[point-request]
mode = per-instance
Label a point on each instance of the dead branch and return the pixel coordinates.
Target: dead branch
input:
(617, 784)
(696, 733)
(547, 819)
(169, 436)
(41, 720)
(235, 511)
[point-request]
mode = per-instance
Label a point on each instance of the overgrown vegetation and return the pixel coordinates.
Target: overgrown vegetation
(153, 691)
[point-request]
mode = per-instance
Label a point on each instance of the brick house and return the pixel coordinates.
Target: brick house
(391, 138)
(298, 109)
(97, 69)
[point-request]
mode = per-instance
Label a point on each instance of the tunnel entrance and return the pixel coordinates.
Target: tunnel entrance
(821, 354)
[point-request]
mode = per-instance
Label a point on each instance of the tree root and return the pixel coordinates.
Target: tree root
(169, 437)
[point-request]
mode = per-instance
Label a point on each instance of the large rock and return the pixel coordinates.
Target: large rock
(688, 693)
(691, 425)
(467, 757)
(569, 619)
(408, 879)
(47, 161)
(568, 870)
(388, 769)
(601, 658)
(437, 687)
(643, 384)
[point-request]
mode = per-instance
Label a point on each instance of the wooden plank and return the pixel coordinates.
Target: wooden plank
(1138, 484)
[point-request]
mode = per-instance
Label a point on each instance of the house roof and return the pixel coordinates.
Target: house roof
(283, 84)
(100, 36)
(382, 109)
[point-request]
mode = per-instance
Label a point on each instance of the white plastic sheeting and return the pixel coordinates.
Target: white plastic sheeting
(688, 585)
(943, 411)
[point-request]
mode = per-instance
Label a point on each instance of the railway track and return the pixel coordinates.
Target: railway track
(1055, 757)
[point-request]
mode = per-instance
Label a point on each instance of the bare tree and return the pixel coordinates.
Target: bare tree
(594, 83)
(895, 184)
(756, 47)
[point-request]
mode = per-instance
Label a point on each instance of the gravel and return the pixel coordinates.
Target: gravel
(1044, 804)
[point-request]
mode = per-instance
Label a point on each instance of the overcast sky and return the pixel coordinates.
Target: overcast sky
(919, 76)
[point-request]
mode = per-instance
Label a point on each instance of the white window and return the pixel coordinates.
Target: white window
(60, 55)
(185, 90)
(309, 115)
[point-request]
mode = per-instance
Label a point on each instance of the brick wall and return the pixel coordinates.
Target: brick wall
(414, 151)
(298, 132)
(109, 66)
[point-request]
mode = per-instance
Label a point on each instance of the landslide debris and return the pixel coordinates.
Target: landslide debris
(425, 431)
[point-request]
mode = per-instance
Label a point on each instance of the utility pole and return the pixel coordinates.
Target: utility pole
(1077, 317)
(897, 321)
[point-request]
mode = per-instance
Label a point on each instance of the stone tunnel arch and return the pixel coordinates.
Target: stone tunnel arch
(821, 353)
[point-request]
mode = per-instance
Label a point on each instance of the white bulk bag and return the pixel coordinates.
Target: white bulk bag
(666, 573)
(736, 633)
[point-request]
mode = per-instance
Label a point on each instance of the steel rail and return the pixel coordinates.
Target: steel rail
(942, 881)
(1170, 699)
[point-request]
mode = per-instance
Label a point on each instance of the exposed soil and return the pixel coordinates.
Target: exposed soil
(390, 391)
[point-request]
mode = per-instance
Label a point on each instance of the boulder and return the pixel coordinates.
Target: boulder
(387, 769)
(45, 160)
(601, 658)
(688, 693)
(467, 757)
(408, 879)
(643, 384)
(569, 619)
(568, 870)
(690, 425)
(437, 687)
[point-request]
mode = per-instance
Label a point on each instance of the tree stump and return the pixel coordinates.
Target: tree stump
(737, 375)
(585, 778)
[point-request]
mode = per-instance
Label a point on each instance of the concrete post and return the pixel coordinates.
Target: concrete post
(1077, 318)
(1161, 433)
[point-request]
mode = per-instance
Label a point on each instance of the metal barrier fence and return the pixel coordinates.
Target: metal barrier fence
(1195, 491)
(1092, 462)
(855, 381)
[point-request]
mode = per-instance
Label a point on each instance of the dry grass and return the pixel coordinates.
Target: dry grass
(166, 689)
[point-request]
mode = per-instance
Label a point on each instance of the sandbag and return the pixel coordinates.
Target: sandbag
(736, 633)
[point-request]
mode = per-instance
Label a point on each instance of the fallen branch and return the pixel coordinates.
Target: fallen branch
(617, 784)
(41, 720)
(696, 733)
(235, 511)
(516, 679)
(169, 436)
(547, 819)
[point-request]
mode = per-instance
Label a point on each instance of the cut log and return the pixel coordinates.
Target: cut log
::::::::
- DESCRIPTION OF THE TASK
Give again, word for word, every line from the one holding "Label a point on each instance of the fallen" to the end of the data.

- ANSWER AREA
Label a point on each instance of the fallen branch and return the pixel coordinates.
Target: fallen branch
(617, 784)
(41, 720)
(696, 733)
(235, 511)
(516, 679)
(169, 436)
(547, 819)
[point-request]
mode = per-instance
Label a point on each instance of the cut log and return the pixel coordinates.
Target: cut log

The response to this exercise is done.